> [Exercise prompt]
Please recast the data below as a Markdown table with two columns, Row and Line. Number each non-blank line in order and leave out the blank ones.
— START OF Supplied data —
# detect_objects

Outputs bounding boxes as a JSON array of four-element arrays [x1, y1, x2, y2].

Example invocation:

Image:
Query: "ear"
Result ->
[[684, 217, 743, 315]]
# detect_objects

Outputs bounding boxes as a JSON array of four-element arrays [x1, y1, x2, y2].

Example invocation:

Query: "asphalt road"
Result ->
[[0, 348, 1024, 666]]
— END OF Supplied data —
> [Solution to this exercise]
| Row | Line |
|---|---|
| 1 | # detect_objects |
| 2 | Outputs bounding boxes as a JSON array of four-element arrays [x1, y1, x2, y2]. |
| 3 | Example invocation: |
| 4 | Image: |
| 5 | Query: "ear" |
| 6 | Result -> |
| 7 | [[684, 217, 743, 315]] |
| 8 | # detect_objects |
| 9 | Outputs bounding boxes as a JSON array of four-element arrays [x1, y1, x2, y2]. |
| 10 | Example invocation: |
| 11 | Query: "asphalt road" |
| 12 | Result -> |
| 13 | [[0, 348, 1024, 666]] |